- **THE EXERCISE**:
Copy the lines below exactly as they appear, but leave out the pictures.

═════ DATA EXCERPTS ═════

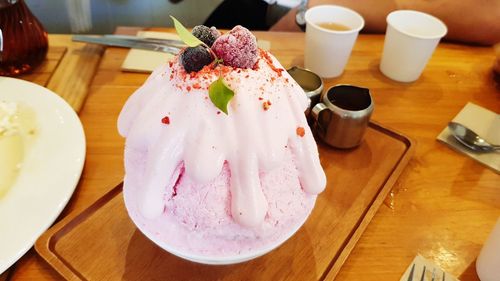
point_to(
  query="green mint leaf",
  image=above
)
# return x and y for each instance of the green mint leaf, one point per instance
(220, 94)
(185, 35)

═════

- **RESULT OF THIS TASK**:
point_to(
  query="green mint leaf",
  image=above
)
# return x and y for each instance of the green mint leaf, one point per instance
(220, 94)
(185, 35)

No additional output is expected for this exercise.